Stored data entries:
☆ ☆ ☆

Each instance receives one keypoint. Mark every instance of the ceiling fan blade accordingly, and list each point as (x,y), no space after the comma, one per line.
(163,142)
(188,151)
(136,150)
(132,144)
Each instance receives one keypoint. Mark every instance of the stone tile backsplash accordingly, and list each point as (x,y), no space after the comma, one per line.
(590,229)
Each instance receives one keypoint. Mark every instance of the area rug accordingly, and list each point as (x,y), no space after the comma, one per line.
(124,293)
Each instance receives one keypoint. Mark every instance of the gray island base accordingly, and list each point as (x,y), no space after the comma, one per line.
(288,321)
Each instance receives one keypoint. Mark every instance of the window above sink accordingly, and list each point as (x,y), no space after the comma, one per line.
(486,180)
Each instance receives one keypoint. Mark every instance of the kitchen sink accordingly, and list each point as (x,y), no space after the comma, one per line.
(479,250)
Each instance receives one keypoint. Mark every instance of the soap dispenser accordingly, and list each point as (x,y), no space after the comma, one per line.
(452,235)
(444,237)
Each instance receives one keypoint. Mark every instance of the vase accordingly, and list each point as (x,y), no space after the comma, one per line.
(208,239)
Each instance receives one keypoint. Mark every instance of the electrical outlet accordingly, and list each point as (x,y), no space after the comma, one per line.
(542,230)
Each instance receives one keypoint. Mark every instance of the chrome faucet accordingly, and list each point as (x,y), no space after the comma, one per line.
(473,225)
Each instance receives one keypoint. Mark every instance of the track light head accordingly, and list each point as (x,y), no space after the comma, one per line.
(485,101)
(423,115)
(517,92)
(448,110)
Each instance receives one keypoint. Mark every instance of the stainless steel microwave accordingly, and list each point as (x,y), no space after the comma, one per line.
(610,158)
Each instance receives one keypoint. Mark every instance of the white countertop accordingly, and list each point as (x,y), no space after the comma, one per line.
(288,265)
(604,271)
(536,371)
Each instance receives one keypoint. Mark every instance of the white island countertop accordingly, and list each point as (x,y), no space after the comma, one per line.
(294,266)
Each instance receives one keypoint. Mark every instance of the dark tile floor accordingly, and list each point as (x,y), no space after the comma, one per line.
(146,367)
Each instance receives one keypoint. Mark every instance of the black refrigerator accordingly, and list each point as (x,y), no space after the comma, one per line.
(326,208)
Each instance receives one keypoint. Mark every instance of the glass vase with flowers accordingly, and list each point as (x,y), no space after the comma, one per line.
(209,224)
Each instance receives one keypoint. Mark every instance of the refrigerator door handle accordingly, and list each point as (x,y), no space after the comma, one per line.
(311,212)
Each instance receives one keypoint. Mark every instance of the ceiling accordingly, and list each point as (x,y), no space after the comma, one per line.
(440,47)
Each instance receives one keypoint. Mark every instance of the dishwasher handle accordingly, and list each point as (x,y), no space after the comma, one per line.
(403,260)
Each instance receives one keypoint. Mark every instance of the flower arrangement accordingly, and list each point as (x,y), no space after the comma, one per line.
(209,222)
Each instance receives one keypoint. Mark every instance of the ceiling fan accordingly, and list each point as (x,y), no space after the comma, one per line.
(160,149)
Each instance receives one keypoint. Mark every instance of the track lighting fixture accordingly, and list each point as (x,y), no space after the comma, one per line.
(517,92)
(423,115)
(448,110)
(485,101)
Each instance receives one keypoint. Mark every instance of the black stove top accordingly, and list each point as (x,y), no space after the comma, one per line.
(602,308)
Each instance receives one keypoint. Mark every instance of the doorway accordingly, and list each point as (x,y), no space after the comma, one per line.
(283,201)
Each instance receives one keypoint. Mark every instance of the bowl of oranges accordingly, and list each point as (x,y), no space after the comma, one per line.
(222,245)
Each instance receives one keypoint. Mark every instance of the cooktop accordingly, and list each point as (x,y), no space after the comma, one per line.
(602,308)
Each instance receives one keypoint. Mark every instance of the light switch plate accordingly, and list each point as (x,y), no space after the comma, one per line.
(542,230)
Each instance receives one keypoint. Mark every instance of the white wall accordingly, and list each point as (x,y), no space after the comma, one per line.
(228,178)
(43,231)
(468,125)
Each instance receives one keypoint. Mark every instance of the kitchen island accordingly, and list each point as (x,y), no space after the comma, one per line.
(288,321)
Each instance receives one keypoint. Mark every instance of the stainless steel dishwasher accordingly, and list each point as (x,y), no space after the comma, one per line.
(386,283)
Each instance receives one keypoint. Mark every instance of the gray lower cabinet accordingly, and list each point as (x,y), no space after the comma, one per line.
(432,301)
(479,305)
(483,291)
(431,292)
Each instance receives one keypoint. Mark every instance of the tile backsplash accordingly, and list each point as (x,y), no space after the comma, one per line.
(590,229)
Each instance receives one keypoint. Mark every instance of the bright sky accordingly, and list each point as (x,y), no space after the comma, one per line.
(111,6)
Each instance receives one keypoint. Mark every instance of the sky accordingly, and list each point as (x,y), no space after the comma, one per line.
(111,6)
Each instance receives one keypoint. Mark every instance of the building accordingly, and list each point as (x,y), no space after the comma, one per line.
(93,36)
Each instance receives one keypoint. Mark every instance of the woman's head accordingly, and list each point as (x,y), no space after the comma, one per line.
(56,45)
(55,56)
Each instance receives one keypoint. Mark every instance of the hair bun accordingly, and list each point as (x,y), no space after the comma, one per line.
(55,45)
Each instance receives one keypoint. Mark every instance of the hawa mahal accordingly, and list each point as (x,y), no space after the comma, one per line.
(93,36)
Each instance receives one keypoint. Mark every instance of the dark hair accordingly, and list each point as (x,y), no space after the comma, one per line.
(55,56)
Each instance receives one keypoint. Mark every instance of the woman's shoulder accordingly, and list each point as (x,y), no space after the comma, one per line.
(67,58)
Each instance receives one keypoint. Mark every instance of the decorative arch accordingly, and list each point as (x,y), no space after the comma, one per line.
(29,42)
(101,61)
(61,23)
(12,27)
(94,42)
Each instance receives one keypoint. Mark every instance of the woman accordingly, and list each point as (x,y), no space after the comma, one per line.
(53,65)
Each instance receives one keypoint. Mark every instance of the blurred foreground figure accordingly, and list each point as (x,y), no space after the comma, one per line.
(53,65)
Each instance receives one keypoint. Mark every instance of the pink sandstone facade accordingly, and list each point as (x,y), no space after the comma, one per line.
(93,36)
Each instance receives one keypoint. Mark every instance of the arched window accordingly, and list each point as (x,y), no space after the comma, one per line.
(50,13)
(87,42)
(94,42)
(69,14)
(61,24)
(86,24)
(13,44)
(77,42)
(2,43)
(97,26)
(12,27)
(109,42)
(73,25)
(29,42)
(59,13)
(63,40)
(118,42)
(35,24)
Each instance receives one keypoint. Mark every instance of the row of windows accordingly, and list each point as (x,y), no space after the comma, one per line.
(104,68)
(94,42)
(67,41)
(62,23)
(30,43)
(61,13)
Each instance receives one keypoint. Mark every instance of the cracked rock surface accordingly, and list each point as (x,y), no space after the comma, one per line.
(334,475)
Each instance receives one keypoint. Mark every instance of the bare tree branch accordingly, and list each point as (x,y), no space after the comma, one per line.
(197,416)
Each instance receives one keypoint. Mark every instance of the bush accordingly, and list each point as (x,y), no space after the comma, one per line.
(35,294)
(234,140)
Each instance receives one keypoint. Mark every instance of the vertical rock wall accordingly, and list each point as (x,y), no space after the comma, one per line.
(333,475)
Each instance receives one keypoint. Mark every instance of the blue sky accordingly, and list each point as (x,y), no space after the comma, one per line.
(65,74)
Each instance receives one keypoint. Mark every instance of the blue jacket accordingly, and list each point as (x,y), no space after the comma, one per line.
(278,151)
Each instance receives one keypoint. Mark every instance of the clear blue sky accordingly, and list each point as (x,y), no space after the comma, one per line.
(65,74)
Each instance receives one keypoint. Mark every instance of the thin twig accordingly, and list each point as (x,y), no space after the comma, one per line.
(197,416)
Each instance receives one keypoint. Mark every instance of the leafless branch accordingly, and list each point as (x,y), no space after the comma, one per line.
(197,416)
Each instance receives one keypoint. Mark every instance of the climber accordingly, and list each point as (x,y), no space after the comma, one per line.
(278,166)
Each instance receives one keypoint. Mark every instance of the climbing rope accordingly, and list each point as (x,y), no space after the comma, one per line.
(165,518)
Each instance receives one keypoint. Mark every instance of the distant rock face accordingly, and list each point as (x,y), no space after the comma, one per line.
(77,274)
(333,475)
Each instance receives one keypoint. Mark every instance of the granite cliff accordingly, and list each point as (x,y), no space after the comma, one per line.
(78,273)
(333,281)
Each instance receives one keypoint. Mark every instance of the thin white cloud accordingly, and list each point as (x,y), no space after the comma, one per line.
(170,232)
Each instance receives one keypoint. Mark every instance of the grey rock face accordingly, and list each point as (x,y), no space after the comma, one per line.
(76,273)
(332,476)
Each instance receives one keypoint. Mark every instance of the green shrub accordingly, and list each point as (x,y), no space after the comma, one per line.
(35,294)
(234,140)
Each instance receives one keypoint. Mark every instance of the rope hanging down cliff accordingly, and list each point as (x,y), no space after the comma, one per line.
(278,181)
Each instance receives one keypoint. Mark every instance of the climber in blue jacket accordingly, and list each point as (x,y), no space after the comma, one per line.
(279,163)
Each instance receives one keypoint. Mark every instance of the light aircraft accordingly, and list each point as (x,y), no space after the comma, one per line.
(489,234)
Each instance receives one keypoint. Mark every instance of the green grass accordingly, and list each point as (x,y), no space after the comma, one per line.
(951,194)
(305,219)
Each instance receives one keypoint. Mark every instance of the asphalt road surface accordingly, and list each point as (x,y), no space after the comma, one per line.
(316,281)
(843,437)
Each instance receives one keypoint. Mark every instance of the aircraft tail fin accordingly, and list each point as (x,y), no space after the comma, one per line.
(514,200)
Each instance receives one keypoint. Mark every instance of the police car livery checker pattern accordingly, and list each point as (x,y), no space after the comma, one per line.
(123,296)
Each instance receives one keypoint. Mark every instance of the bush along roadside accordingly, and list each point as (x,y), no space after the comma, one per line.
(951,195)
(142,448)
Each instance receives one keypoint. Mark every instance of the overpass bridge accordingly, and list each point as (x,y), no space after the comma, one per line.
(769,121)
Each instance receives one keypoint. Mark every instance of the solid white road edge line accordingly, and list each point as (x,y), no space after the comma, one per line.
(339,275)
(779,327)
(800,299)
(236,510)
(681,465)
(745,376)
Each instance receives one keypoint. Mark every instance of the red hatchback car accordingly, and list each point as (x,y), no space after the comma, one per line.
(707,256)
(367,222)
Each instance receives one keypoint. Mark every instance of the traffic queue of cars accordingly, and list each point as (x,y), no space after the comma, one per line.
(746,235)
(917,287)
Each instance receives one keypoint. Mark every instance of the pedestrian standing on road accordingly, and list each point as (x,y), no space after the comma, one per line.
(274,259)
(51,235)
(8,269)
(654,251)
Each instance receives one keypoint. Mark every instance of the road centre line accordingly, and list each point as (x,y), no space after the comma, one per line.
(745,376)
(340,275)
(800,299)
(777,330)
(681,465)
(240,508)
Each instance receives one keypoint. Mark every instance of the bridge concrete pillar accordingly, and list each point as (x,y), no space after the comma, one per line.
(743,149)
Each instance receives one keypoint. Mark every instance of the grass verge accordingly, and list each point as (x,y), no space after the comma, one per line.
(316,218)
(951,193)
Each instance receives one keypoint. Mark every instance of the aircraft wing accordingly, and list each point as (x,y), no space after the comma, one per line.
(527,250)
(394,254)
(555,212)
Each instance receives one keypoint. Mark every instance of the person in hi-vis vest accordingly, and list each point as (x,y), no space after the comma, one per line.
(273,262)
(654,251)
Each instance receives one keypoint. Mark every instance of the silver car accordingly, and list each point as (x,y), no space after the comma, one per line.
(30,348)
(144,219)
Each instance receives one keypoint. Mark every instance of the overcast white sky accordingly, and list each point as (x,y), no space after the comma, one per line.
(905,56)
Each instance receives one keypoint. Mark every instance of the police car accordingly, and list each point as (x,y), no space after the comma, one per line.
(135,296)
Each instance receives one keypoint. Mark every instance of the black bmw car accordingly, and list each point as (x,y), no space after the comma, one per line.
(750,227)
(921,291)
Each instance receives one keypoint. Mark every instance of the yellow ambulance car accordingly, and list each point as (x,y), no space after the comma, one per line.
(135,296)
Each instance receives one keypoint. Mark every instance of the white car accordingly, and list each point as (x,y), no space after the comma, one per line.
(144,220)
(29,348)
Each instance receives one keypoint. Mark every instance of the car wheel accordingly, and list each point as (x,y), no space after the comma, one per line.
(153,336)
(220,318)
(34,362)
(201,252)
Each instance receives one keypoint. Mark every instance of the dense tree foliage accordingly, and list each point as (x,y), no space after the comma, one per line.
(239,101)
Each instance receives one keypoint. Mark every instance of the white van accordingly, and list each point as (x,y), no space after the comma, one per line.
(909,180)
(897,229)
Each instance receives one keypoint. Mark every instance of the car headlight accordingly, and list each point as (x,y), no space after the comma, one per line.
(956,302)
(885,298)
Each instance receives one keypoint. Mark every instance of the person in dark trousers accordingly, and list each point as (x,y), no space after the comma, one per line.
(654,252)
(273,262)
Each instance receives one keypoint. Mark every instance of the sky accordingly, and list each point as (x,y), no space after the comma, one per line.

☆ ☆ ☆

Activity: Repeat exactly, and only, the lines from the one containing "person in dark" through the last line above.

Result:
Each instance receives one keypoint. Mark every instance of the person in dark trousers accordingly, and list each point as (x,y), no space after the comma, one per line.
(654,252)
(273,262)
Each instance receives one keypoint. Mark every instance of the sky accordingly, and list each point as (x,y), no space after the comma, one per line.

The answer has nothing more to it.